(Named-object pointing records)

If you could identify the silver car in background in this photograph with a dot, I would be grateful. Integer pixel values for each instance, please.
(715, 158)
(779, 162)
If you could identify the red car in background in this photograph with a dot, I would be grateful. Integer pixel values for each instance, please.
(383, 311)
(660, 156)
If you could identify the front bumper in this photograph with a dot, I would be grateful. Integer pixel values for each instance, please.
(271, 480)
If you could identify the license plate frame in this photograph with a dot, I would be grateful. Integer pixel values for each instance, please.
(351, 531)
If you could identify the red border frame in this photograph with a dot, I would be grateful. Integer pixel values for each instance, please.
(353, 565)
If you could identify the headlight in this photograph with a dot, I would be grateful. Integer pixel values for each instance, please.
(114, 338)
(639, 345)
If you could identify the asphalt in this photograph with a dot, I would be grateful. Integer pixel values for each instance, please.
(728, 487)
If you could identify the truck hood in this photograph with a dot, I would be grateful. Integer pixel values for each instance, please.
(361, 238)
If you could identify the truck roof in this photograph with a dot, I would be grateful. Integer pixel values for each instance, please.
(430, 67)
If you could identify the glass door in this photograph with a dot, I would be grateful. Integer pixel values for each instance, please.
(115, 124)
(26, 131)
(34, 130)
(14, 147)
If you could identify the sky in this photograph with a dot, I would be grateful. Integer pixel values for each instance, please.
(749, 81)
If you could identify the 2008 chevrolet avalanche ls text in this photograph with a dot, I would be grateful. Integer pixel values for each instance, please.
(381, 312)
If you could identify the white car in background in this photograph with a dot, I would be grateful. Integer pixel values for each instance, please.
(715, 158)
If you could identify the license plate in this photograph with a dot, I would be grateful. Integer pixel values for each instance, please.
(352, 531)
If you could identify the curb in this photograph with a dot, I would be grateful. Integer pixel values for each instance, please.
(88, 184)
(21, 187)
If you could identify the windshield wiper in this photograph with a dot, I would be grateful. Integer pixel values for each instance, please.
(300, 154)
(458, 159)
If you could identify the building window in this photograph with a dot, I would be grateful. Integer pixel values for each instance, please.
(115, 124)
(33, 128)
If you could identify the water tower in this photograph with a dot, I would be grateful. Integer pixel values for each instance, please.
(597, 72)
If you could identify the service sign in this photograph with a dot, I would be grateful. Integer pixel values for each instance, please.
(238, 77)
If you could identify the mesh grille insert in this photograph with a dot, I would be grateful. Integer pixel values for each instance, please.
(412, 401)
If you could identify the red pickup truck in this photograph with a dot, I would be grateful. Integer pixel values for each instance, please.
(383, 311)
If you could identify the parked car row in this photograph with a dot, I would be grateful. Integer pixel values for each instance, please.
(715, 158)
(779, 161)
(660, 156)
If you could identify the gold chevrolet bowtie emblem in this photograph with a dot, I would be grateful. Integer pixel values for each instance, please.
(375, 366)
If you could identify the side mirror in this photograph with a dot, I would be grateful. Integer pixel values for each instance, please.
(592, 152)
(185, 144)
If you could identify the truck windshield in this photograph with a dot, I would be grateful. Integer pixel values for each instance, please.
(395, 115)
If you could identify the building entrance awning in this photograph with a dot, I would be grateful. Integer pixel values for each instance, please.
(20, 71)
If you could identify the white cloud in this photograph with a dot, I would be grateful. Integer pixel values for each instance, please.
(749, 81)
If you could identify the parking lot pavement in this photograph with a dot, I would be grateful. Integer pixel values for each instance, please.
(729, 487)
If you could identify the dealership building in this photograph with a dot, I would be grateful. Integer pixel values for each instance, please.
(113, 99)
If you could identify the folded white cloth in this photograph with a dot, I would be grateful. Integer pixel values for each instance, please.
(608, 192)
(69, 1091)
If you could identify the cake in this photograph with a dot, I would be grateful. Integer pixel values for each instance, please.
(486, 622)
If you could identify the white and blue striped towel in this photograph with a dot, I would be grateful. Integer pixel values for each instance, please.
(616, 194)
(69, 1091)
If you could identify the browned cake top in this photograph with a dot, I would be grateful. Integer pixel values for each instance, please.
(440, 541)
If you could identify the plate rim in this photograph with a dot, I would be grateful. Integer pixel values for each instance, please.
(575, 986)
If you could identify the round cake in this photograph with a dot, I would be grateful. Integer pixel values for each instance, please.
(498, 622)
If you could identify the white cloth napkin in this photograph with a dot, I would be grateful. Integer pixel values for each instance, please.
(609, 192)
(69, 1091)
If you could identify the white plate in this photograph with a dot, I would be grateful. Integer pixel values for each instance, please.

TASK BRIEF: Reproduce the records in full, exactly as written.

THE OUTPUT:
If you could identify the silver car in background in this photograph with a dot, I would be grateful. Integer pixel values for each instance, please.
(715, 158)
(779, 162)
If you could identify the red car in background in this photograph with a dot, I would be grateful. Integer pixel values for each instance, please.
(383, 311)
(660, 156)
If you could identify the front bumper in this photograph with a dot, I would be grateful. Integer pixel values for each instance, please.
(271, 480)
If you could identify the license plate frame in this photograph with a dot, I would be grateful. Integer pixel values for each instance, please.
(351, 531)
If you could identify the red border frame in this photograph with a dot, I would be grateful. Integer pixel values for each instance, please.
(353, 565)
If you could identify the headlight in this photograph with a dot, I would be grateful. Integer pixel values for each instance, please.
(114, 338)
(639, 345)
If you could identify the asphalt in this photograph with a dot, I would be grateful. Integer pixel values for each instance, please.
(728, 487)
If you could identify the truck hood in this photograph with a dot, I would be grateful. Integer pixel values for each instance, please.
(361, 238)
If you could identify the truck roof in this photograph with a dot, I would be grateful. Integer pixel values for each instance, please.
(430, 67)
If you could identify the glass door in this photograph with a dot, I would be grateful. Integer pixel values for each instance, please.
(115, 124)
(26, 131)
(34, 130)
(14, 147)
If you could identify the sky in this photograph with a dot, I would be grateful. Integer pixel values for each instance, please.
(749, 81)
If you could identify the 2008 chevrolet avalanche ls text in this photograph with a dot, I would be grateful. Integer pixel values for each instance, please.
(381, 312)
If you could identify the white car in background in this photograph with a dot, I would be grateful. Integer pixel values for each instance, please.
(715, 158)
If you could identify the license plate in this photograph with a dot, I would be grateful. Integer pixel values for each instance, please.
(352, 531)
If you could identify the curb in this photograph with a dot, I would be grateful. Integer pixel values for each instance, please.
(88, 184)
(21, 187)
If you could identify the windshield wiper in this photograph with a dot, I would be grateful. Integer pixel values for each instance, please.
(300, 154)
(458, 159)
If you could identify the building window in this photograph with a dot, I would be grateful. Integer pixel values for each instance, please.
(115, 124)
(33, 128)
If you could identify the water tower in this photograph with a dot, I would be grateful. Integer pixel values for each instance, please.
(597, 72)
If you could identify the service sign in this photograph with a dot, I would be grateful. Integer pixel values for each instance, please.
(238, 77)
If you could identify the mesh grille insert in this photograph with a dot, I would be grateful. Integer pixel values for each instance, please.
(412, 401)
If you could identify the red pickup truck in this photograph with a dot, I would be grateful. Integer pixel values for each instance, please.
(383, 311)
If you could identify the parked car row in this photograph with a dot, I would be grateful. Integer pixel values for each instance, please.
(715, 158)
(779, 161)
(660, 156)
If you could identify the gold chevrolet bowtie emblem in this photograph with a dot, I would be grateful. Integer pixel values for each instance, please.
(375, 366)
If you could identify the side mirror in this photograph with a dot, I would be grateful. Integer pixel values for each instance, please.
(592, 152)
(185, 144)
If you could identify the truck windshield in this photograph with a dot, I would be grateful. Integer pixel values for each instance, please.
(395, 115)
If you could identify the building entrance awning in this photograph with a dot, I would be grateful. Integer pixel values for each instance, please.
(20, 71)
If you could identify the white cloud in this photograph with a dot, I would be grateful. Integer pixel values for each instance, please.
(749, 81)
If you could identify the parking lot pavement in this photograph with a dot, I would be grateful. Integer pixel values for each instance, please.
(729, 487)
If you could identify the dealership building in this photograph with a dot, I would be grateful. Integer pixel values for each instance, please.
(113, 99)
If you could identify the folded white cloth in this photograph with a dot, I would be grateful. Integer pixel values for each instance, please.
(608, 192)
(69, 1091)
If you could identify the cake in this photograph with a dot, I would be grateful. Integer pixel values for each instance, please.
(486, 622)
If you could identify the white and blue striped towel in this photograph with a dot, I would be grateful. Integer pixel values for each instance, please.
(616, 194)
(69, 1091)
If you could identify the browned cake top in this photograph with a dot, I would be grateful. Integer pixel values for each instance, please.
(440, 541)
If you could identify the plate rim in this photograph with a dot, I would be grateful. Integer pixel values for each instance, please.
(575, 986)
If you could identify the round cake in this photograph with a dot, I would be grateful. Integer pixel values for each instance, please.
(498, 622)
If you could identify the white cloth napkin in this photograph with a dot, I would be grateful. Integer pixel values for each instance, please.
(609, 192)
(69, 1091)
If you could identify the white plate in this photograph with a dot, I would be grateful. Integer pixel values for each instance, please.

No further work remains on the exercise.